● Deine Aufgaben
1 - Zitiere aus dem Text über das Siegener Stadtfest wörtlich die Stelle, die mit „Und doch sollte“ anfängt und bis einschließlich „CO2 eingespart werden.“ geht.
2 - Übersetze diesen Satz aus dem Text über das Siegener Stadtfest ins Englische: „Der Deutschen Umwelthilfe zufolge können bei einer eintägigen Veranstaltung mit 50.000 Besuchern allein durch einen Umstieg von Einweg- auf Mehrweggeschirr etwa vier Tonnen CO2 eingespart werden.“

● Text zur Prüfung
···

Deutsche Umwelthilfe sieht „Riesentrend“

Beispiel Siegen: Im vergangenen August wurde in der Kommune im Siegerland das erste „klimaneutrale“ Stadtfest veranstaltet. „Unser Stadtfest“, sagt Lars Ole Daub, Leiter der Stabsstelle Klimaschutz im Rathaus, war „meines Wissens das einzige seiner Art unter der Bezeichnung ,klimaneutral‘.“

Sascha Müller-Kraenner, Geschäftsführer der Deutschen Umwelthilfe, erkennt einen „Riesentrend“ bei Veranstaltern, Wirtschaftsunternehmen und Organisationen, sich Gedanken über eine Verringerung der CO2-Emissionen zu machen. Was den Umwelt- und Verbraucherschützern allerdings sauer aufstößt: „offensichtliche Mogelpackungen“.

Treibhausgas-Emissionen bei Stadtfesten nicht vollständig zu vermeiden

Müller-Kraenner: „Wir haben schon angeblich ‚klimaneutrale‘ Fluggesellschaften und ein Mineralölunternehmen abgemahnt, dass ‚klimaneutrales‘ Motoröl verkauft hat.“ Die Siegener Stadtfest-Aktivitäten freilich würde er „nicht verdammen – aber mich immer fragen, welche ernsthaften Anstrengungen dahinterstehen“. Per se finde er den Begriff „klimaneutral irreführend. Klimafreundlich wäre besser“.

Zahlen zum Siegener Stadtfest im vergangenen August.
Zahlen zum Siegener Stadtfest im vergangenen August. © Manuela Nossutta/Funkegrafik NRW

„Natürlich ist mir klar“, betont Lars Ole Daub von der Stadt Siegen, dass Treibhausgas-Emissionen bei Veranstaltungen wie eben Stadtfesten nicht vollständig zu vermeiden seien. Beim dreitägigen Stadtfest im August 2022 mit 106.000 Besuchern wurden nach Stadtangaben 441,6 Tonnen Kohlendioxid erzeugt – alleine 263,7 Tonnen durch das Essen und seine Zubereitung; der Verkehr verursachte 177,3 Tonnen.

Kostenlose Sonderbusse eingesetzt

Und doch sollte bei dem Volksfest die CO2-Bilanz auf vielfältige Weise verbessert werden: unter anderem durch kostenlose Sonderbusse, grünen Strom, Verzicht auf Plastik- und Einweggeschirr sowie Müllvermeidung und -trennung. Der Deutschen Umwelthilfe zufolge können bei einer eintägigen Veranstaltung mit 50.000 Besuchern allein durch einen Umstieg von Einweg- auf Mehrweggeschirr etwa vier Tonnen CO2 eingespart werden.

···

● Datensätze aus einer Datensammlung
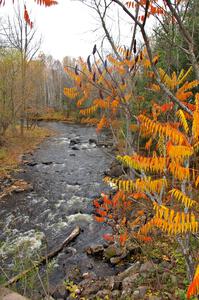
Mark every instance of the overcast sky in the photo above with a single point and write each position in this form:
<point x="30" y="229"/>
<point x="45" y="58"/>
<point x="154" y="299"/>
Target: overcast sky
<point x="66" y="28"/>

···

● Antworten
1 -
Und doch sollte bei dem Volksfest die CO2-Bilanz auf vielfältige Weise verbessert werden: unter anderem durch kostenlose Sonderbusse, grünen Strom, Verzicht auf Plastik- und Einweggeschirr sowie Müllvermeidung und -trennung. Der Deutschen Umwelthilfe zufolge können bei einer eintägigen Veranstaltung mit 50.000 Besuchern allein durch einen Umstieg von Einweg- auf Mehrweggeschirr etwa vier Tonnen CO2 eingespart werden.

2 - According to Deutsche Umwelthilfe, switching from disposable to reusable tableware alone can save about four metric tons of CO2 at a one-day event with 50,000 visitors.